■ Description of the task:
In the records that follow, find each line containing "motorcyclist" and copy it.
━━━━━━━━━━
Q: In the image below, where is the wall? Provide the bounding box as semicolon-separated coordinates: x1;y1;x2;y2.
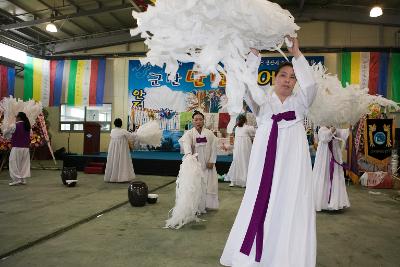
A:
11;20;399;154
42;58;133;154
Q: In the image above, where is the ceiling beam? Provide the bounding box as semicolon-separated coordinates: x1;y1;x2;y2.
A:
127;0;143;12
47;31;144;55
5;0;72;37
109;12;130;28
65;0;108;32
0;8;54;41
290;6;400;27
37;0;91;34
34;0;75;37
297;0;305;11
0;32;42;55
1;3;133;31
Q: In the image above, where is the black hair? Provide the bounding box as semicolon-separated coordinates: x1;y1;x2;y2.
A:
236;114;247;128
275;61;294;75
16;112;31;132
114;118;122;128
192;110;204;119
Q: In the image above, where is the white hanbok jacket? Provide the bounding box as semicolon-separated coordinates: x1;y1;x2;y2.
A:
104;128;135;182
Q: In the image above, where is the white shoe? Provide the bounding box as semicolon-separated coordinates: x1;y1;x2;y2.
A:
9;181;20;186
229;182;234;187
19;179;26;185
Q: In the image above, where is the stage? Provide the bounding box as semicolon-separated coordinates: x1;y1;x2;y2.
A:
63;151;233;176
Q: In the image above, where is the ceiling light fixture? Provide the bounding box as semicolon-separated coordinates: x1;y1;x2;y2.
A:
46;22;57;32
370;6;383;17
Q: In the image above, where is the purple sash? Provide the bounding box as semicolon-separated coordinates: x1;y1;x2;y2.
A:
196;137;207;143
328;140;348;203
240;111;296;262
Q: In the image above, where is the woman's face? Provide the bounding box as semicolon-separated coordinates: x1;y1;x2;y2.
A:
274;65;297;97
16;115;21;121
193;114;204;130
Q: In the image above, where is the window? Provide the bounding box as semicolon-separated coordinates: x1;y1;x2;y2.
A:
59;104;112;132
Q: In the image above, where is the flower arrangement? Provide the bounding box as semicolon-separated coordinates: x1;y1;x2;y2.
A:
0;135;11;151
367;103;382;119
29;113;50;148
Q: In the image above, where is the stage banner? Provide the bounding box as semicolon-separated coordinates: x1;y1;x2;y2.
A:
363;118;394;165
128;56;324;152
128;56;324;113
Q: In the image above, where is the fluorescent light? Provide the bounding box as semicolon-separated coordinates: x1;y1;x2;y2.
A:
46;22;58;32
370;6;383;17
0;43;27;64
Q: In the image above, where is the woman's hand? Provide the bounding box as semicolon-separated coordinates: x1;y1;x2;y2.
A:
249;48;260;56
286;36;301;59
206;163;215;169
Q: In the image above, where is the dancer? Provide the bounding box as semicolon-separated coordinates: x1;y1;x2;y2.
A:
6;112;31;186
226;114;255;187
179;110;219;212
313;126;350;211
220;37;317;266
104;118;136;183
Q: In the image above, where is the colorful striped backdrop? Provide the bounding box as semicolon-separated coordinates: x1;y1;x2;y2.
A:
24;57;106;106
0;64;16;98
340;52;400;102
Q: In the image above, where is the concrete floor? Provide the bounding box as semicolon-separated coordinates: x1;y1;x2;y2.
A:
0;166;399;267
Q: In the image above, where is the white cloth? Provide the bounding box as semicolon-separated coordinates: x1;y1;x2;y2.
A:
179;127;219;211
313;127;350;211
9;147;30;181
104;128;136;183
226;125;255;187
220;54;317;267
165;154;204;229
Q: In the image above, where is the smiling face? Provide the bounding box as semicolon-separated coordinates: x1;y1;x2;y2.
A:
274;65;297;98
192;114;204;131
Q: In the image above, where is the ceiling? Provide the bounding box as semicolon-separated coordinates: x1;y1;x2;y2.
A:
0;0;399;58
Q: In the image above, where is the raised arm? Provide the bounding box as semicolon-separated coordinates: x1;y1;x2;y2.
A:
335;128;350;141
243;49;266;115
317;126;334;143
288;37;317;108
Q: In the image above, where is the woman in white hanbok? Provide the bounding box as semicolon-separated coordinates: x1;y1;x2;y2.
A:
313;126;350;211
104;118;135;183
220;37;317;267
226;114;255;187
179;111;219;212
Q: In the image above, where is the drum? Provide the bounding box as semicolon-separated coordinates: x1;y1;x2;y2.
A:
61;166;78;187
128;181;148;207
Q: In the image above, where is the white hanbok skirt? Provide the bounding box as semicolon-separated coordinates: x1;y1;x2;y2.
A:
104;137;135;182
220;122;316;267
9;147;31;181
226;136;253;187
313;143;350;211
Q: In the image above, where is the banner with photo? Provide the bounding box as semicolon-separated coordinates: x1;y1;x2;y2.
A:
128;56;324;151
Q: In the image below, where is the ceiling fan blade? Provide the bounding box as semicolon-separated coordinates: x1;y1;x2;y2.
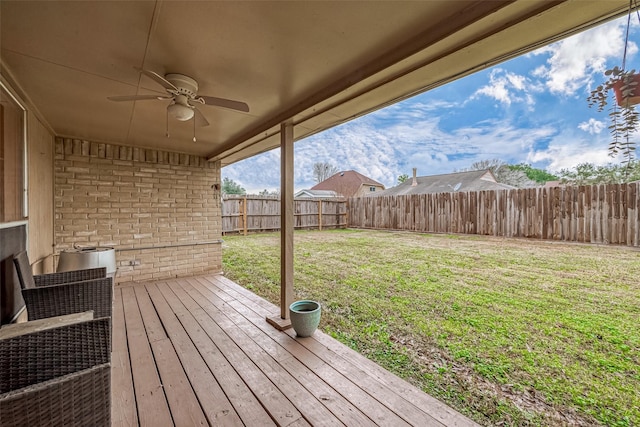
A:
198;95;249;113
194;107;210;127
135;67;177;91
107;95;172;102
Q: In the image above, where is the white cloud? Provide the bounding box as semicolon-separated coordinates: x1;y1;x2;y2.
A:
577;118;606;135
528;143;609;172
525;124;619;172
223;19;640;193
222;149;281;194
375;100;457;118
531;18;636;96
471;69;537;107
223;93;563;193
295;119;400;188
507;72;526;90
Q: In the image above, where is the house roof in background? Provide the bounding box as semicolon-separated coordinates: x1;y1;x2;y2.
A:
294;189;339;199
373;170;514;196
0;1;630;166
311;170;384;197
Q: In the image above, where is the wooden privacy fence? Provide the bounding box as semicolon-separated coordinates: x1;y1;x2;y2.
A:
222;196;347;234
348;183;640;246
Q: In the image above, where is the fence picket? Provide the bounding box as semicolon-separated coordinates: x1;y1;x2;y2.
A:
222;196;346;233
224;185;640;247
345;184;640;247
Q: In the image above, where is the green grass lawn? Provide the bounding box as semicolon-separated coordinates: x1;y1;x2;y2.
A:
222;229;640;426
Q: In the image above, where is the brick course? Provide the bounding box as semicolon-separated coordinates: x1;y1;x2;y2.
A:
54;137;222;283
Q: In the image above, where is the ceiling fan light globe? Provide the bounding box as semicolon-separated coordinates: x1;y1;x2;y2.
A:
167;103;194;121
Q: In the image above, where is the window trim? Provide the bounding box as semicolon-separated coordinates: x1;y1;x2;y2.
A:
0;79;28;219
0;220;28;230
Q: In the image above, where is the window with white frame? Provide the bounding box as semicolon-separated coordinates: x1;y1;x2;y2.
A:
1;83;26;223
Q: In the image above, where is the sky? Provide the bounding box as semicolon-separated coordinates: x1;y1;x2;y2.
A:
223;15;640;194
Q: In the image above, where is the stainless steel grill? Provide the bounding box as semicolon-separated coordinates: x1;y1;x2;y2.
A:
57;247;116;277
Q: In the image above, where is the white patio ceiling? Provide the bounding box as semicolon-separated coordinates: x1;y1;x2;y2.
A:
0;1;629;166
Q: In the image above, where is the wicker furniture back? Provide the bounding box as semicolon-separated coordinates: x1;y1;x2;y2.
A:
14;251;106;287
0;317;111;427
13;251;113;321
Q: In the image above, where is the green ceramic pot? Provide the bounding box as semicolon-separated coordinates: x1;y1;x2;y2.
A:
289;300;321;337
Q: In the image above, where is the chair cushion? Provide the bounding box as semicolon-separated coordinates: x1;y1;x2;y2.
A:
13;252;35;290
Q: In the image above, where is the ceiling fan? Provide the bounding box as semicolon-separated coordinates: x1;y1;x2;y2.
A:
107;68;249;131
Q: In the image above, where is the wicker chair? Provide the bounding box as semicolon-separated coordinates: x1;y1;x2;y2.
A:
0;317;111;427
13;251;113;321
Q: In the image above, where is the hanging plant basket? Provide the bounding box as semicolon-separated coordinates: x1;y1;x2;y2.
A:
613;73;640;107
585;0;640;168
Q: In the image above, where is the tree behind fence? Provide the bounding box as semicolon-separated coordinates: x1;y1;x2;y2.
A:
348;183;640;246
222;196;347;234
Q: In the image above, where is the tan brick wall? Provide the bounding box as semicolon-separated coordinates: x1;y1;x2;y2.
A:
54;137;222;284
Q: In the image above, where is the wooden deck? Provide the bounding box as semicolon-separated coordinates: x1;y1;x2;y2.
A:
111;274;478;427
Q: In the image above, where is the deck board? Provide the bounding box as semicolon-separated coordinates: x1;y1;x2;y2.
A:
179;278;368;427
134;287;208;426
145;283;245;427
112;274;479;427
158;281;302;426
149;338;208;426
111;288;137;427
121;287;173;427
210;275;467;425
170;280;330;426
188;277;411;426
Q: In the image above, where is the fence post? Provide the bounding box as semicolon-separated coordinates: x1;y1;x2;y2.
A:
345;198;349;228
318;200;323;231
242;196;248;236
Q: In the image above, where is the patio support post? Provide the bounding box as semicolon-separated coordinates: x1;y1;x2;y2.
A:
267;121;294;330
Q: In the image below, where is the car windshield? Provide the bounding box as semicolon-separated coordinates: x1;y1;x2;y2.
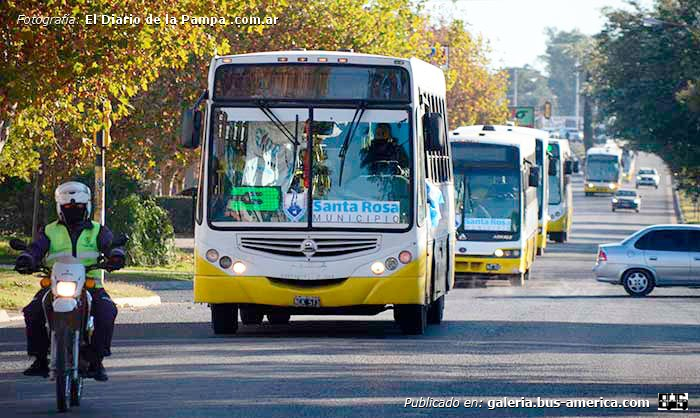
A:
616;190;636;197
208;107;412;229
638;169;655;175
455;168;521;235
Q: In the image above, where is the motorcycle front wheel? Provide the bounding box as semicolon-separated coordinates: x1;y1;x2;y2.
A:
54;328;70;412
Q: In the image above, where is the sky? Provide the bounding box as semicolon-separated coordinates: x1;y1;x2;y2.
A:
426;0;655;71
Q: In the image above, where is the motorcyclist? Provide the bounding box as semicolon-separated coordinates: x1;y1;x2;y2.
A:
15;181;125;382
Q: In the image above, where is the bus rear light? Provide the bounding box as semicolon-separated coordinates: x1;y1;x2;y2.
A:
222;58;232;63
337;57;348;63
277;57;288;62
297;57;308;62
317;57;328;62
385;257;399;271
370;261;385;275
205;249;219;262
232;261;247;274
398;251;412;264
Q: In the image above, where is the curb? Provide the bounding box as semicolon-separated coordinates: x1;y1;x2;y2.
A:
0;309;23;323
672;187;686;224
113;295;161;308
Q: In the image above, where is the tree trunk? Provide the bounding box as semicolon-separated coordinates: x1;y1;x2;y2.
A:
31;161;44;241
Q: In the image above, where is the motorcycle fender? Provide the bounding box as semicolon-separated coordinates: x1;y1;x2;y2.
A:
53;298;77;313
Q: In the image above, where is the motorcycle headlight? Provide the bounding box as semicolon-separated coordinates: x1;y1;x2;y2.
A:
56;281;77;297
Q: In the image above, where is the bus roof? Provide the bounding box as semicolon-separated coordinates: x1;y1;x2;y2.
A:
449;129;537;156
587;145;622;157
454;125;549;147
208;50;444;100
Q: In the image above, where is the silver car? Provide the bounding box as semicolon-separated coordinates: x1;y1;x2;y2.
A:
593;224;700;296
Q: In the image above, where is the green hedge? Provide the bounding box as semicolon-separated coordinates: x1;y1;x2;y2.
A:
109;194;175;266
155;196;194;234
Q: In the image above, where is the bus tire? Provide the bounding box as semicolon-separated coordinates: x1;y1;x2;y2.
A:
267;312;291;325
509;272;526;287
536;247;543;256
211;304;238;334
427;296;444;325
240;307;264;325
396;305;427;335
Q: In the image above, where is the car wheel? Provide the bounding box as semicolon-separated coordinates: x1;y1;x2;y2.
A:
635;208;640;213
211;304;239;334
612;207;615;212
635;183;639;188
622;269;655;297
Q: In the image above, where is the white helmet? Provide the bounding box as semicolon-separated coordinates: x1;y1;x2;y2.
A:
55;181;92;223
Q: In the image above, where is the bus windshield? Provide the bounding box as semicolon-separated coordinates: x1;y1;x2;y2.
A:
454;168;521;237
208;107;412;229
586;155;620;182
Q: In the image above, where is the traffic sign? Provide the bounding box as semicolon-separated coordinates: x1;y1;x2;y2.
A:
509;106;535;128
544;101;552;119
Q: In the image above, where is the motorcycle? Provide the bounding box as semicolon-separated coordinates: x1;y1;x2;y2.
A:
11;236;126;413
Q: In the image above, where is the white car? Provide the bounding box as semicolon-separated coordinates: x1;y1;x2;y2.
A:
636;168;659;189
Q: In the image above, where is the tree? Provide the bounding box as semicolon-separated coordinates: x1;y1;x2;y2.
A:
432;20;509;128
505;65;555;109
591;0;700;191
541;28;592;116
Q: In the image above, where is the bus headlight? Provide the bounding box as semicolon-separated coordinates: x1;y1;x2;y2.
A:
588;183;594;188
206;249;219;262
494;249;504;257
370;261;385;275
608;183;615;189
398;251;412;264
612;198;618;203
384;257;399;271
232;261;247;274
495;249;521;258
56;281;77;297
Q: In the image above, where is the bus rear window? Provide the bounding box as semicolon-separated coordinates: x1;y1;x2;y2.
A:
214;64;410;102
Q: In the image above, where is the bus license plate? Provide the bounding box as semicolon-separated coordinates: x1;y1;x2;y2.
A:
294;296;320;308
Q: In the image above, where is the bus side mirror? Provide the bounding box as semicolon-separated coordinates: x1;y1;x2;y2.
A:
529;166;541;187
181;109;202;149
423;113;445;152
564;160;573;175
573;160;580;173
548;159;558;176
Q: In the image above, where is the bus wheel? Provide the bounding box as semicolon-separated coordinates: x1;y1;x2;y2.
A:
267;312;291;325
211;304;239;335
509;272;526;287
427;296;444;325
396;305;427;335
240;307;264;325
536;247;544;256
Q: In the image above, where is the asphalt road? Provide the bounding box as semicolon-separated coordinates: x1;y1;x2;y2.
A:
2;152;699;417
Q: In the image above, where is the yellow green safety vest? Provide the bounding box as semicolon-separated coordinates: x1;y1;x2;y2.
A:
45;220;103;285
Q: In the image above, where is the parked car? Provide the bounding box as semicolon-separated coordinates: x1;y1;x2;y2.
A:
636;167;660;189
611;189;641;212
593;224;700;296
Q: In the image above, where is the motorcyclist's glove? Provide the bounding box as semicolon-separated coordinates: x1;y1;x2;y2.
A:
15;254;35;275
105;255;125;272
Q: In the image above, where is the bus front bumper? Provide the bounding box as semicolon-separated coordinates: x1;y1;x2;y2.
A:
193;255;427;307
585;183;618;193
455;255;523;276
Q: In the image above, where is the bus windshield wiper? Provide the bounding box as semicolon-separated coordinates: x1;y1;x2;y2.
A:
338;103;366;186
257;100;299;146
━━━━━━━━━━
■ Solution for this problem:
Q: In the image above, where is the motorcyclist? Provide the bounding box as semicolon-separated coordinates: x1;y1;x2;y2.
Q: In the image above, where is the motorcyclist's glove? Provide the bounding box as semicolon-separated coordinates: x1;y1;x2;y2.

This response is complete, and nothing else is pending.